- [Passage given]
## Start

Would you want a more active boil than in the single-element-video?




iamozziyob said:


> is that nipple at the top for the future sparge arm?


The kettle, which actually still has the silicon hose from the nipple to the bottom of the kettle (avoiding the elements) in the video?
Minimizes splashing (and any chance of HSA) while the wort is being transferred from the mash, filling via the kettle-tap would leave any grunge/grain _under _the kettle false bottom/filter. The hose gets removed as soon as the kettle is full and I remember to pull it out.
Theory is - in the future - they will both allow quick/easy changing for a CIP spray-thing. Attach spray-thing to nipple via silicon hose, put lid on, pump/spray cleaning stuff all over the inside. So far I've found cleaning immediately after use saves much scrubbing, so the need for CIP will depend on my laziness now (not cleaned up from today's batch yet) and in the future


----------



## Wolfy (14/7/12)

*Update #20: Hop-back*
1000 words of text as well as 16000 words worth of pictures on blog here.

Originally I was planning to make an enclosed (pressurized) system, much like the Blichman Hop-Rocket. However, after research and reading, it appears that many Hop-Rocket owners run it up-side-down with the top open and get good or better results using it that way as a hop-back. Not having the hop-back fully enclosed made it much easier to design and make, however it does require monitoring while the kettle is draining to ensure that the system remains in equilibrium.

It's made from a "3L Bain Marie Buffet Stainless Steel Canister & Cover" (~$30 delivered from Ebay), however cheaper stainless canisters with perspex-type see-through lids that would likely do just as good job.

## End

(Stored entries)
## Start

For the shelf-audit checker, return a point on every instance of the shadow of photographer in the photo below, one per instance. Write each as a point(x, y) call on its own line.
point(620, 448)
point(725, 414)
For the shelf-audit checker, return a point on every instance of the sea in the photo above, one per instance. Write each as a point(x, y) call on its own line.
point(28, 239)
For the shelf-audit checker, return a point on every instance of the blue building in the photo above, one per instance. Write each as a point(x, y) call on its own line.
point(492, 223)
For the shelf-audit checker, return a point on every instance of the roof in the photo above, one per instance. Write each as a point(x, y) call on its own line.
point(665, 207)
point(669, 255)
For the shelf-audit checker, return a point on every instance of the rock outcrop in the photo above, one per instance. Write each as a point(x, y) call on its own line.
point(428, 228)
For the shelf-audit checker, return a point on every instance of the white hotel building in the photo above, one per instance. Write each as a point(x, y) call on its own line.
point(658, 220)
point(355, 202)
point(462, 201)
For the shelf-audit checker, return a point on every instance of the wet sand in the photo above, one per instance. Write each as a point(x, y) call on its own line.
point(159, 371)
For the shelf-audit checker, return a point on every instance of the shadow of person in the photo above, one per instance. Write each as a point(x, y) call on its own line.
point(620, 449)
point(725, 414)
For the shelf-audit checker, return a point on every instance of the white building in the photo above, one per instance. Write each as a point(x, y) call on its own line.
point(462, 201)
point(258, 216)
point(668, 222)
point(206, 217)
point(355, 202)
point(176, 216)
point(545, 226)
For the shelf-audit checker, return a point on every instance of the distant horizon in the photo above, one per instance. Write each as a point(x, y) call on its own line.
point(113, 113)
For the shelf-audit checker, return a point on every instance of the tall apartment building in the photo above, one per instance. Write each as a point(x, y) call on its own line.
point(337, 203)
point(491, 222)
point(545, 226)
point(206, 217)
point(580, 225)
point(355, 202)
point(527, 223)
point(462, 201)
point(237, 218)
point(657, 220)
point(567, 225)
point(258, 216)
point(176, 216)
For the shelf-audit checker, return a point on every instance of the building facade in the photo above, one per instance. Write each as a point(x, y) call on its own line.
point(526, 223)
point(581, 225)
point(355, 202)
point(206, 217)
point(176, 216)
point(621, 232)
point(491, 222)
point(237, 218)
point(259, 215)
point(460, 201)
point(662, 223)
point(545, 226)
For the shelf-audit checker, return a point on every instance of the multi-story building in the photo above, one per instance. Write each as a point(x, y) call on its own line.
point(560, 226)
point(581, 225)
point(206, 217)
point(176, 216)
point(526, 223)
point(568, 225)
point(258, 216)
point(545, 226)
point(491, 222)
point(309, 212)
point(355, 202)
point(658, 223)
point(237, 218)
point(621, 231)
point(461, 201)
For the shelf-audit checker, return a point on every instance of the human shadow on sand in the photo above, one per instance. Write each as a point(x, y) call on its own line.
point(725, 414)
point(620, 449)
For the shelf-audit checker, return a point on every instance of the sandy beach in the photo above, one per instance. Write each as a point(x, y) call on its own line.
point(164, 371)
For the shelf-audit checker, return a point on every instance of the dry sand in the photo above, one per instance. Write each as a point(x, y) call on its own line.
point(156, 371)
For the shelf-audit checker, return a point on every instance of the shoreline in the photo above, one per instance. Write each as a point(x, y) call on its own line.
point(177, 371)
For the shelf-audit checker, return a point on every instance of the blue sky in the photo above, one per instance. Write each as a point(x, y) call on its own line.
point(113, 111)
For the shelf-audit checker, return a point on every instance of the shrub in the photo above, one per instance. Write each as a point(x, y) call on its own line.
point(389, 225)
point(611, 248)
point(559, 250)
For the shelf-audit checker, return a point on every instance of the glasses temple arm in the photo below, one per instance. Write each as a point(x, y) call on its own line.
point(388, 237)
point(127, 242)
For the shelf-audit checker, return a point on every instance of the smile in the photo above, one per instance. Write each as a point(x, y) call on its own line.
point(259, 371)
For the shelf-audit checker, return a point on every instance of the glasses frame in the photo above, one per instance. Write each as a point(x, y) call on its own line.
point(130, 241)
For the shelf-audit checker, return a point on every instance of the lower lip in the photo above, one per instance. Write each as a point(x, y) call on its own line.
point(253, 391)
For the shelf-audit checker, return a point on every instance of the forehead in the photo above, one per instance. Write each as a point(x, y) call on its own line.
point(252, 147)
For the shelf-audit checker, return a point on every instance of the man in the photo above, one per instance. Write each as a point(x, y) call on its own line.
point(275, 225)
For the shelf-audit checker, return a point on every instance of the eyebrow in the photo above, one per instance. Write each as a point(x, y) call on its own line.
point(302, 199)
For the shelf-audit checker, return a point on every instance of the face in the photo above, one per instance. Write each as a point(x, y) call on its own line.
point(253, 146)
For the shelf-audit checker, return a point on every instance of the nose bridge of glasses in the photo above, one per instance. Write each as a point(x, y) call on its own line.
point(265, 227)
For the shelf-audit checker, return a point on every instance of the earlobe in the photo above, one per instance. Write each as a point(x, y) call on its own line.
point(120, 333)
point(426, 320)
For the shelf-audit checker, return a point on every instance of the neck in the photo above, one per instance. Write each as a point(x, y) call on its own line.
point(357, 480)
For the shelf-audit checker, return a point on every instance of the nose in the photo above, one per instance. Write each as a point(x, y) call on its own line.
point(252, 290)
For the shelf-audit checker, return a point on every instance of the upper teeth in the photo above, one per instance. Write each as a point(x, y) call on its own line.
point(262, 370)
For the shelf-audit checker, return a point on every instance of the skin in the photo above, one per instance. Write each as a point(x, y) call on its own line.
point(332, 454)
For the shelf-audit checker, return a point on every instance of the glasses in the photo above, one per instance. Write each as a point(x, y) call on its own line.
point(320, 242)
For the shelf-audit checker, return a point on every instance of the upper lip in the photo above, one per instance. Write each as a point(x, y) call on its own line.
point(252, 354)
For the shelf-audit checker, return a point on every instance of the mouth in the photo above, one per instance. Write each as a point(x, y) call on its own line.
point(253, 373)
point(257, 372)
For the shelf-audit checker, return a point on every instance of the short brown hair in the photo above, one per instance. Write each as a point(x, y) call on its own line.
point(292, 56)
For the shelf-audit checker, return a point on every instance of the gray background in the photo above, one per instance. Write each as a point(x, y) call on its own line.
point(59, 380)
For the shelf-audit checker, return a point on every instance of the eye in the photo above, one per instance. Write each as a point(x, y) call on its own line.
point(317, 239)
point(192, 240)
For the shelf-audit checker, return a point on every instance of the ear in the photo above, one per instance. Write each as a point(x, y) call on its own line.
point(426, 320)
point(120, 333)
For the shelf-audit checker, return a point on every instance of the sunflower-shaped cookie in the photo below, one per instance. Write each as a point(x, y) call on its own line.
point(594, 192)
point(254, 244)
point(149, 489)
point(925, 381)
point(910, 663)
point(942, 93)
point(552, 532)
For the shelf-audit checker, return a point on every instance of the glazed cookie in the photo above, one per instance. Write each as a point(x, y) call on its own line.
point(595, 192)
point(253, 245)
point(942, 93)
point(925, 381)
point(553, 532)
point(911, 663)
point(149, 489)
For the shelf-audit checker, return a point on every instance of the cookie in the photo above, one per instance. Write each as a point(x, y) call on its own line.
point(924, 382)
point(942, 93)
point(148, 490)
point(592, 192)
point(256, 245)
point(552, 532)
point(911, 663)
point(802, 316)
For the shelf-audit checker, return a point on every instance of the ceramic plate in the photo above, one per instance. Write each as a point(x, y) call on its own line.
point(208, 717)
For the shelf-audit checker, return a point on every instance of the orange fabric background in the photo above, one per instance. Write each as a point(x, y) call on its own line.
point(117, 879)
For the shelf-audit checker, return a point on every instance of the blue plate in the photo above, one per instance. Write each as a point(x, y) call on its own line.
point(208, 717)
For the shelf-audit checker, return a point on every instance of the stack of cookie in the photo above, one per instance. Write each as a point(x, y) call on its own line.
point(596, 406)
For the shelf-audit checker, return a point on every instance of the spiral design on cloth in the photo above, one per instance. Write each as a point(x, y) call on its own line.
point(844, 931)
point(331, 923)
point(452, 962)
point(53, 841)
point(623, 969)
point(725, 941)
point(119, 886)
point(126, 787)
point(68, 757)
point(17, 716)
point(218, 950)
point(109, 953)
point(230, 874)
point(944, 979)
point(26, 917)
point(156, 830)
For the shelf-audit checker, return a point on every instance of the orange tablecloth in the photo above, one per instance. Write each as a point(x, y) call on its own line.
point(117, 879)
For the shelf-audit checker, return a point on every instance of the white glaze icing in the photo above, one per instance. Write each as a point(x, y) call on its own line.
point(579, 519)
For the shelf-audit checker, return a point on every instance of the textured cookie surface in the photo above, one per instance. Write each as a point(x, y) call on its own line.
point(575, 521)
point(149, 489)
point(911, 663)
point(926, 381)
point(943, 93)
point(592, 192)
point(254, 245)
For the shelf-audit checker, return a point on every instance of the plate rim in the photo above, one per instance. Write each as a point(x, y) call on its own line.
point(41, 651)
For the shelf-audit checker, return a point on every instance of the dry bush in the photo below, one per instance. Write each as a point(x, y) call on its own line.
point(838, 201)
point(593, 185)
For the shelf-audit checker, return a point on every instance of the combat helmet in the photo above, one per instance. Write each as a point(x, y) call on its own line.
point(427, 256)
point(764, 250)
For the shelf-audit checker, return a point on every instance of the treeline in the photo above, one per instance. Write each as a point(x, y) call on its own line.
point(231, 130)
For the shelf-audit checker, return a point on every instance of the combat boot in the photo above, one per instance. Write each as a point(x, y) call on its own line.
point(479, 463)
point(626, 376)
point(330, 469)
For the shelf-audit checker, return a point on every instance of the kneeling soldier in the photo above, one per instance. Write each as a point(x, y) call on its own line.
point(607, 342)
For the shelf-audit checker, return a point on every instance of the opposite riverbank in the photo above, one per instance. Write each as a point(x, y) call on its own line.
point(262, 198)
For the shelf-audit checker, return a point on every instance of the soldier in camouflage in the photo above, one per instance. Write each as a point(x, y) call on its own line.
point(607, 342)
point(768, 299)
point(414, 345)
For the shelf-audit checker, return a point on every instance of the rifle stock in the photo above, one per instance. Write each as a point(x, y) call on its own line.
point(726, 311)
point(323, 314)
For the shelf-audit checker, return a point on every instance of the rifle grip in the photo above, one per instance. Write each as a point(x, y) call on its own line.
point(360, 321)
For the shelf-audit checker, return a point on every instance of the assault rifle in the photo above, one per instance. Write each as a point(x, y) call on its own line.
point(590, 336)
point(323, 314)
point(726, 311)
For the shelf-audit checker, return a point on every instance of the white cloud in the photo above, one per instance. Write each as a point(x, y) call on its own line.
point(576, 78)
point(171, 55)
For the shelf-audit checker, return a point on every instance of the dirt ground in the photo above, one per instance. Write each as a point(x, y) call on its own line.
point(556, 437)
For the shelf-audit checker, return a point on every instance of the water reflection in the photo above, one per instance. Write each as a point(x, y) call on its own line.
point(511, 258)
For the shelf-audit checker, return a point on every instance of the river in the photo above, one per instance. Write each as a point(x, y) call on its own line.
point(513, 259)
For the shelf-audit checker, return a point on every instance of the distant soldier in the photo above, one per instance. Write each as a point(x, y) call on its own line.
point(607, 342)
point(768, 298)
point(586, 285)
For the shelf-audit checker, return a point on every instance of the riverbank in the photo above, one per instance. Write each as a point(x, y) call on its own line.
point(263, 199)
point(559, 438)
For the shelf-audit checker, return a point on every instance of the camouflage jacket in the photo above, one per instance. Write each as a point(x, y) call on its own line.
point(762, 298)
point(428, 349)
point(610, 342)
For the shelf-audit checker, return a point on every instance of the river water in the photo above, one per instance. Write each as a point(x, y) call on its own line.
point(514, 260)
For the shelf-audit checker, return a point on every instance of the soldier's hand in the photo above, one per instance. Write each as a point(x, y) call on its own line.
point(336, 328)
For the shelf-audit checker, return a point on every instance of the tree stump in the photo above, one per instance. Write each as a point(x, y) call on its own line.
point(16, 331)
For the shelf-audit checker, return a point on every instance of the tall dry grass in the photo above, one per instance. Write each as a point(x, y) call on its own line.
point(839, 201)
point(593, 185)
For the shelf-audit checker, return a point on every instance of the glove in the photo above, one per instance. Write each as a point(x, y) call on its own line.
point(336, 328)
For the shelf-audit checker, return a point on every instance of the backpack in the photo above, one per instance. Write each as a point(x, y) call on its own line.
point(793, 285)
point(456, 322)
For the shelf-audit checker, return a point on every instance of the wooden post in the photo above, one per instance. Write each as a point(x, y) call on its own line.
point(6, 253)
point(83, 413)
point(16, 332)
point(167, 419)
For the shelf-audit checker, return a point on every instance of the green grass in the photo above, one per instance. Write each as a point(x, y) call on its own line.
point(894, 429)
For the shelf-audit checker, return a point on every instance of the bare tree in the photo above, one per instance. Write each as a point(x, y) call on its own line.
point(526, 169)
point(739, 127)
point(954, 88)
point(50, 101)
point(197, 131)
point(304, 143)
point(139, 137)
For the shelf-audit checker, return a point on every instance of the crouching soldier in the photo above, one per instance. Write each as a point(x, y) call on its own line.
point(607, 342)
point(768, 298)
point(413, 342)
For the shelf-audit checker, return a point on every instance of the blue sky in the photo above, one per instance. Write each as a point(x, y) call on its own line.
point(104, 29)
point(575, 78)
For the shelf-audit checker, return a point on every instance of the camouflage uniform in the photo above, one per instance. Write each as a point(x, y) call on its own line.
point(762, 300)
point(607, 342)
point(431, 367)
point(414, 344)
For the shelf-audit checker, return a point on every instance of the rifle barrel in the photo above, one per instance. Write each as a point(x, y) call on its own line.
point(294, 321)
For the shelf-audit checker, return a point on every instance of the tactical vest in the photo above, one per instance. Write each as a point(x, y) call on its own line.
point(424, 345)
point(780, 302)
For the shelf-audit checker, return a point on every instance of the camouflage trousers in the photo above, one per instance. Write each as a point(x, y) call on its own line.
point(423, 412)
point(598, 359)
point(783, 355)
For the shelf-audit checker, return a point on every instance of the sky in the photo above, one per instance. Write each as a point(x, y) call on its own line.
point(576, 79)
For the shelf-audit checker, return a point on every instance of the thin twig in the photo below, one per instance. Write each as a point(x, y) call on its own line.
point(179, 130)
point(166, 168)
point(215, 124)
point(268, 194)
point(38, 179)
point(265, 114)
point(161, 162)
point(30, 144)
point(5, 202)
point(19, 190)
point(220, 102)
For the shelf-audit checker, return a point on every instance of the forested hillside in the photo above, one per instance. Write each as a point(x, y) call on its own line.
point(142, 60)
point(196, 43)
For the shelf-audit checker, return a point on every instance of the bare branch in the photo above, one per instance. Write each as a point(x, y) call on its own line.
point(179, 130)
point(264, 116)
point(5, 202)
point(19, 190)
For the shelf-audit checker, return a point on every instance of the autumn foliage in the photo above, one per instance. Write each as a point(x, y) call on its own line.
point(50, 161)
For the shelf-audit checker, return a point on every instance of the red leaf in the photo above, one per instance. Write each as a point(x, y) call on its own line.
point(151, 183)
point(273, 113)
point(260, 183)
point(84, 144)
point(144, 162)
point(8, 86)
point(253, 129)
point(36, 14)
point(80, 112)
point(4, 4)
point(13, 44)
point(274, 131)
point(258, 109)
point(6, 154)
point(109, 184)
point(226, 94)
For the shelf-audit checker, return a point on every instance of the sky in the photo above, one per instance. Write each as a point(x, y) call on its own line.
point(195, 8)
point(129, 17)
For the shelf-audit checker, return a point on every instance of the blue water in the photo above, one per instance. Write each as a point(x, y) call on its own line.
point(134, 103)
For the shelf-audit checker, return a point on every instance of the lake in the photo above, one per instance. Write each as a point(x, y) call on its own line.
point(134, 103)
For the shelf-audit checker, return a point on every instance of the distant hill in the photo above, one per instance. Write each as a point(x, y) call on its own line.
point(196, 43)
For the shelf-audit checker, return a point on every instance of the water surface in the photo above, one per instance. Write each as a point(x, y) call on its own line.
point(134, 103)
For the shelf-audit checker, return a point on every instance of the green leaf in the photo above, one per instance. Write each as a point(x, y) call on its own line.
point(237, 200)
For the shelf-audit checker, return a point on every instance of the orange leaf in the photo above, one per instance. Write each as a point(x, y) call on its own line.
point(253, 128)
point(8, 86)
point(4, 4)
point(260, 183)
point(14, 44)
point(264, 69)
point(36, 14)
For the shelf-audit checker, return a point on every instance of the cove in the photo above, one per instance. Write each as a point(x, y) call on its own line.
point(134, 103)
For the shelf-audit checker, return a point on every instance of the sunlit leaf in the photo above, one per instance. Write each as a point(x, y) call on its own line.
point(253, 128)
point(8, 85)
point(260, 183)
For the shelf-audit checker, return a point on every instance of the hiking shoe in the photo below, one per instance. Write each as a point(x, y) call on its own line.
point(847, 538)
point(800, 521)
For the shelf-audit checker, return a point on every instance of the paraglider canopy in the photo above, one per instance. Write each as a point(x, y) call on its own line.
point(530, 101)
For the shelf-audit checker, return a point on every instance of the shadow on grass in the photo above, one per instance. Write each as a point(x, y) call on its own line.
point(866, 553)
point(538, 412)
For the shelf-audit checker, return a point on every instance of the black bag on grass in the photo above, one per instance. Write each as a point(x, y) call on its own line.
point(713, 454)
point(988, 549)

## End

- [What to do]
a - In the homebrewing thread, can you change "perspex-type" to "acrylic" and give the passage between "## Wolfy (14/7/12)" and "as good job.", inclusive?
b - According to the homebrewing thread, where did the 3L stainless canister for the hop-back come from, and roughly what did it cost?
The records are separate material, not part of the homebrewing thread.

- [Results in order]
a -
## Wolfy (14/7/12)

*Update #20: Hop-back*
1000 words of text as well as 16000 words worth of pictures on blog here.

Originally I was planning to make an enclosed (pressurized) system, much like the Blichman Hop-Rocket. However, after research and reading, it appears that many Hop-Rocket owners run it up-side-down with the top open and get good or better results using it that way as a hop-back. Not having the hop-back fully enclosed made it much easier to design and make, however it does require monitoring while the kettle is draining to ensure that the system remains in equilibrium.

It's made from a "3L Bain Marie Buffet Stainless Steel Canister & Cover" (~$30 delivered from Ebay), however cheaper stainless canisters with acrylic see-through lids that would likely do just as good job.

b - It came from Ebay for about $30 delivered.